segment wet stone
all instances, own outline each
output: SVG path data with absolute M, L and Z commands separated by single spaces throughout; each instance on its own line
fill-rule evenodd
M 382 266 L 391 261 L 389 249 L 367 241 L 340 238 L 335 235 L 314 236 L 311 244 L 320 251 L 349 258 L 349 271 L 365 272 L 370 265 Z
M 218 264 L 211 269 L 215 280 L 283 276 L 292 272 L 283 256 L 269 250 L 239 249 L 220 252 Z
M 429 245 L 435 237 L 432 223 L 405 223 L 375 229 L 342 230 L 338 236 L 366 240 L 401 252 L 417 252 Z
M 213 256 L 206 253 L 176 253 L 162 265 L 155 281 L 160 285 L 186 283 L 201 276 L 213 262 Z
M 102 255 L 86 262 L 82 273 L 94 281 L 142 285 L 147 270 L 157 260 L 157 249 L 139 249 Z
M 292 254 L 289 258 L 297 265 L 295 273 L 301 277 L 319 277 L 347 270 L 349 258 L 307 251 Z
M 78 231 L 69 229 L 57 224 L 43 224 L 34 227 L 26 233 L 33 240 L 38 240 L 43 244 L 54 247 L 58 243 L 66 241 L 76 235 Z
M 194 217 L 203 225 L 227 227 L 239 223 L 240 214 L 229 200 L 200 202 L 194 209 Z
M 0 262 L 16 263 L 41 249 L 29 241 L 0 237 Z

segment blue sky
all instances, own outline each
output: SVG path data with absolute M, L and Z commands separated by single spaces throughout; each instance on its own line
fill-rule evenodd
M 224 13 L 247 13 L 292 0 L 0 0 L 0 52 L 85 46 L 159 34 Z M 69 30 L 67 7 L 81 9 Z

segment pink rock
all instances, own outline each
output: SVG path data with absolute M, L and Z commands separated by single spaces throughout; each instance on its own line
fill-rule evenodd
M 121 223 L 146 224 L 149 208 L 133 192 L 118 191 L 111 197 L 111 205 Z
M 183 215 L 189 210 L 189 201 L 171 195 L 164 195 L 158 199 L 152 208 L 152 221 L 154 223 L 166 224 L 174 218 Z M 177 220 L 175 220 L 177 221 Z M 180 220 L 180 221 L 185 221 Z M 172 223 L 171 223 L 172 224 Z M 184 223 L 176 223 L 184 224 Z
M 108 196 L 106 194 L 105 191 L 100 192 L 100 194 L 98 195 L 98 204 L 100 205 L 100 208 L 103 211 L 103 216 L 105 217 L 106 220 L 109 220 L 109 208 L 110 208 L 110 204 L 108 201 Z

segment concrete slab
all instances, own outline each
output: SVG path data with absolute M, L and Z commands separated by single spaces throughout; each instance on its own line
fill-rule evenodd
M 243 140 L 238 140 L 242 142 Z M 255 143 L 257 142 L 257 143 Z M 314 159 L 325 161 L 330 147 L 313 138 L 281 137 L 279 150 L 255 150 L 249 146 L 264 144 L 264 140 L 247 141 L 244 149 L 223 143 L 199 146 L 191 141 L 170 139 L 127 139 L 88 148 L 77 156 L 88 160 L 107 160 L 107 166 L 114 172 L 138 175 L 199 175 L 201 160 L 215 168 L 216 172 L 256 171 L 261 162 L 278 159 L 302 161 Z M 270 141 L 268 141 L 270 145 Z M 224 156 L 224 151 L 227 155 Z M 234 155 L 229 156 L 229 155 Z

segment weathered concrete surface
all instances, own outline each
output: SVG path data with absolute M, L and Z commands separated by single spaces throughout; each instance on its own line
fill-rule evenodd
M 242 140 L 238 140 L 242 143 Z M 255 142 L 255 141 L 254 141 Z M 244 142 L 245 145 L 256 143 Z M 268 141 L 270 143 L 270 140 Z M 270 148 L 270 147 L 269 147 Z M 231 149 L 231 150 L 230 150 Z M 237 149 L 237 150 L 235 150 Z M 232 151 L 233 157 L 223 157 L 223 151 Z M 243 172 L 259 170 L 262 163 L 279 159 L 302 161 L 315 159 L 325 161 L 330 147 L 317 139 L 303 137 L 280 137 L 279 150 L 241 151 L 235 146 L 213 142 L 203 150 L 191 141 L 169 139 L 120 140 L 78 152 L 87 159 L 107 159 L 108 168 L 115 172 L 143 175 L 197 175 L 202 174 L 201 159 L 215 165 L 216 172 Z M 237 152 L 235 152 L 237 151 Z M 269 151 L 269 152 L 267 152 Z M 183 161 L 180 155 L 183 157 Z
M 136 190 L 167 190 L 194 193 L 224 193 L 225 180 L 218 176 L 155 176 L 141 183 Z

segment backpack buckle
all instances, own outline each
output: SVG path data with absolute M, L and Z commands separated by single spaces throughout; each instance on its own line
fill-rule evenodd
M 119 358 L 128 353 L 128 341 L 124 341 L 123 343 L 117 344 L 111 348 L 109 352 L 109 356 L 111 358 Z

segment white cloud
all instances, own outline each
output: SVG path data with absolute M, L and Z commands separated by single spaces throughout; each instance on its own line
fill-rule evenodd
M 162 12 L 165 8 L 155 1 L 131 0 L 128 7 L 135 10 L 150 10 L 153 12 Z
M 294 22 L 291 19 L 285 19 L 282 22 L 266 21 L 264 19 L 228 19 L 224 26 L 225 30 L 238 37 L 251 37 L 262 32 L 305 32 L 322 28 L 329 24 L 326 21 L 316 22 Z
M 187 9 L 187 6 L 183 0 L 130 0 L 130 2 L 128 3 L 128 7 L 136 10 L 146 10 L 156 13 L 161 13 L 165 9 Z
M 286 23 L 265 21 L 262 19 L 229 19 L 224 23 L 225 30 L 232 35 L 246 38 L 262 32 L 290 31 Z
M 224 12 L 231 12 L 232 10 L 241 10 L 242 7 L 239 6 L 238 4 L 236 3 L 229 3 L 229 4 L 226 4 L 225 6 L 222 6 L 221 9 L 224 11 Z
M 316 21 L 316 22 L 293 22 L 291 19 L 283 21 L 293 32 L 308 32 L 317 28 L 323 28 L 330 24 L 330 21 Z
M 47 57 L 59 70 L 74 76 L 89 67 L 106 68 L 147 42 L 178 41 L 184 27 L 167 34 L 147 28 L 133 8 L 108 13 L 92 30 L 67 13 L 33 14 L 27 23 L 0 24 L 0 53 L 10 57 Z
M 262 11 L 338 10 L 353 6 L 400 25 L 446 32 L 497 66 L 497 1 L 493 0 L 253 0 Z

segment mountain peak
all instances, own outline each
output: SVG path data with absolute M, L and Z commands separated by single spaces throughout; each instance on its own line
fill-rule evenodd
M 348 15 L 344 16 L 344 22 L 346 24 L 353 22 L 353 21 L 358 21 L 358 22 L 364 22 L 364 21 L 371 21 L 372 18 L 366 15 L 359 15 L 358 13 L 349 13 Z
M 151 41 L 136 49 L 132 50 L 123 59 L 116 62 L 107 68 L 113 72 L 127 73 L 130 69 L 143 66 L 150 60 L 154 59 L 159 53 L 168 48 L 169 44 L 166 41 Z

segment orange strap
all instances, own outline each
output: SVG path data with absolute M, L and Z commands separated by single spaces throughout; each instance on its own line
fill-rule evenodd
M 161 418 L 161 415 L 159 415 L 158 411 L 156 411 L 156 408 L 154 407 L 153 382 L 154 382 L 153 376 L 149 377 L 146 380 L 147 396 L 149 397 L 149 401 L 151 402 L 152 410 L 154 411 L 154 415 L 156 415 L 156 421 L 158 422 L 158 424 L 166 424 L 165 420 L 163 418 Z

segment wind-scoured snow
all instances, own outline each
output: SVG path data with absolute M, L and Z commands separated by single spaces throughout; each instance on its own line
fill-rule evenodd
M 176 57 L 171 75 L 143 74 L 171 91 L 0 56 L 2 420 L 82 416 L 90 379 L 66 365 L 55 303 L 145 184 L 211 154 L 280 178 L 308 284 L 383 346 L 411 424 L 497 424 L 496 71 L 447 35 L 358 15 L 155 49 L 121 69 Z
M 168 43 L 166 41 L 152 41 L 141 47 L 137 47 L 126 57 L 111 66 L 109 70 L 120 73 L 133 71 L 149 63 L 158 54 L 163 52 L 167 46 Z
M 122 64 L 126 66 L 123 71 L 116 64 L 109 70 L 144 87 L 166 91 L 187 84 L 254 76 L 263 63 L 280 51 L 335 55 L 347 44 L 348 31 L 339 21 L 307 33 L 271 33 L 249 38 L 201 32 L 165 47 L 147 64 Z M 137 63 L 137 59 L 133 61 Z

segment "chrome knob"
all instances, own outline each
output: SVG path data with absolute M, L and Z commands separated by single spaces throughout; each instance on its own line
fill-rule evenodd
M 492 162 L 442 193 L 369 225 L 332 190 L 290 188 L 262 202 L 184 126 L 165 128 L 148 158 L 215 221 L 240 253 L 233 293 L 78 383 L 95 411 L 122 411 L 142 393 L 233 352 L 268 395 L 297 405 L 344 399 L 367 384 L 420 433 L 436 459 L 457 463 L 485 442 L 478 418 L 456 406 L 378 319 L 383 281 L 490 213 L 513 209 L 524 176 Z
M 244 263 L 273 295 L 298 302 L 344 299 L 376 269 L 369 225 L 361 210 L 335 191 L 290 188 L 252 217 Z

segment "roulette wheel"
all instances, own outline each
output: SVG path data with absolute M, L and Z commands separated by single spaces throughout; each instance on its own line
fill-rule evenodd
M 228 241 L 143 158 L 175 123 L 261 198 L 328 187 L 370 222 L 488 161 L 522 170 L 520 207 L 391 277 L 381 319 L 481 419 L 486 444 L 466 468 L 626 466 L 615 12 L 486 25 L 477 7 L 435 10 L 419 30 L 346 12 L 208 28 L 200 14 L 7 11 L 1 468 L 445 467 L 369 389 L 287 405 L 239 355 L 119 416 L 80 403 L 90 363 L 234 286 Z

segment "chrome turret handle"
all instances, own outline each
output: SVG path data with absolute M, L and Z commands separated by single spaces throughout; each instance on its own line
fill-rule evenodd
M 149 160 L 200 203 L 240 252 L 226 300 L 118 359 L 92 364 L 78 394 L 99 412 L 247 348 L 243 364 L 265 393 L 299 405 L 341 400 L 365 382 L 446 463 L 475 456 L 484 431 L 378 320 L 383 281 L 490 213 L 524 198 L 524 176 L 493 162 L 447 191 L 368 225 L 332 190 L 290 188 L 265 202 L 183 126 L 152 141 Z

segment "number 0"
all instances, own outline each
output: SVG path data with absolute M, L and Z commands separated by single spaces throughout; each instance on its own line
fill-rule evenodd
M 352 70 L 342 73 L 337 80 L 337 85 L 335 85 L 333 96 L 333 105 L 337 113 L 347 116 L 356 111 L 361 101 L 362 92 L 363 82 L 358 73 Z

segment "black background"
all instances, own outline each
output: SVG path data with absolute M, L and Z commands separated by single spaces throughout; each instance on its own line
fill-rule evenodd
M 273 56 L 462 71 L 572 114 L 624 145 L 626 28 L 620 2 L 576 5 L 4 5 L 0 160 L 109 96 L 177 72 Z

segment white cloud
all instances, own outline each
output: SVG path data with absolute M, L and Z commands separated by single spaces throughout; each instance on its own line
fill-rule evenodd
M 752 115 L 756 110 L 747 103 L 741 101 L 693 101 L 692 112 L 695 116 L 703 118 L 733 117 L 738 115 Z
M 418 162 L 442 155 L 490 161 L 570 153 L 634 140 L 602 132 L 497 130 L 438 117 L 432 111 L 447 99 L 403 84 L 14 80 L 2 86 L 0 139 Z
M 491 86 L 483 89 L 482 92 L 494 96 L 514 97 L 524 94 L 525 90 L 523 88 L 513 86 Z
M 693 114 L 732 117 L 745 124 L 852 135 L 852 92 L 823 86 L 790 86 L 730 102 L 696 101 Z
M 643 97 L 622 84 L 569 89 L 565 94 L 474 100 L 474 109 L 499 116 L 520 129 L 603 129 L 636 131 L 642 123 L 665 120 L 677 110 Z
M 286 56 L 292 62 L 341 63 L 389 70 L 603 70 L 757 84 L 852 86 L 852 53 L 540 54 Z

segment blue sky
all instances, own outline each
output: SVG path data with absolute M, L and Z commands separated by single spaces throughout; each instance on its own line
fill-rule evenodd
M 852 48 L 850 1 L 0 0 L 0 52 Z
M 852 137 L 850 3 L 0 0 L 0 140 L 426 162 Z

****************************************

Only the lines with the string "concrete" are wanted; pick them out of the records above and copy them.

#### TASK RESULT:
segment concrete slab
segment weathered concrete surface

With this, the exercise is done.